SUPPLIED PASSAGE:
I have a dataset of tweets that contains tweets mainly from English but also have several tweets in Indian Languages (such as Punjabi, Hindi, Tamil etc.). I want to keep only English language tweets and remove rows with different language tweets. I tried this [https://stackoverflow.com/questions/67786493/pandas-dataframe-filter-out-rows-with-non-english-text] and it worked on the sample dataset. However, when I tried it on my dataset it showed error:
LangDetectException: No features in text.
Also, I have already checked other question [https://stackoverflow.com/questions/69804094/drop-non-english-rows-pandasand] where the accepted answer talks about this error and mentioned that empty rows might be the reason for this error, so I already cleaned my dataset to remove all the empty rows.
Simple code which worked on sample data but not on original data:
from langdetect import detect
import pandas as pd
df = pd.read_csv('Sample.csv')
df_new = df[df.text.apply(detect).eq('en')]
print('New df is: ', df_new)
How can I check which row is producing error?
Thanks in Advance!
Use custom function for return True
if function detect
failed:
df = pd.read_csv('Sample.csv')
def f(x):
try:
detect(x)
return False
except:
return True
s = df.loc[df.text.apply(f), 'text']
Another idea is create new column filled by detect
, if failed return NaN
, last filtr rows with missing values to df1
and also df_new
with new column filled by ouput of function detect
:
df = pd.read_csv('Sample.csv')
def f1(x):
try:
return detect(x)
except:
return np.nan
df['new'] = df.text.apply(f1)
df1 = df[df.new.isna()]
df_new = df[df.new.eq('en')]

GIVEN INSTRUCTION:
In the thread on keeping only English tweets, what error message appeared when the code was run on the full dataset?

DATA PROVIDED:
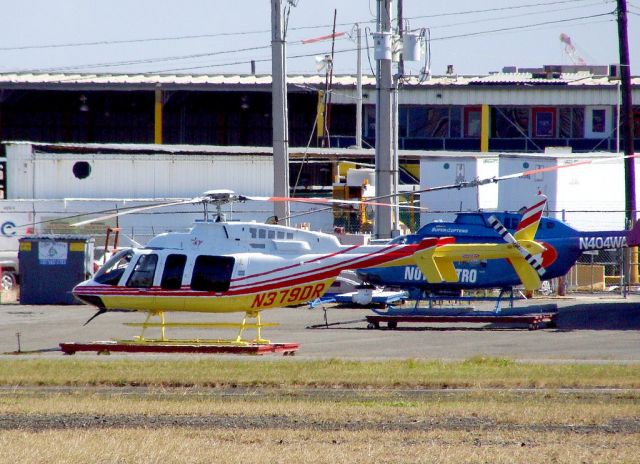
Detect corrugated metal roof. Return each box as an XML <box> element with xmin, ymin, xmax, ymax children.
<box><xmin>0</xmin><ymin>72</ymin><xmax>640</xmax><ymax>88</ymax></box>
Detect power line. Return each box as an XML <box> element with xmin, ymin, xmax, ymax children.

PROBLEM SOLUTION:
LangDetectException: No features in text.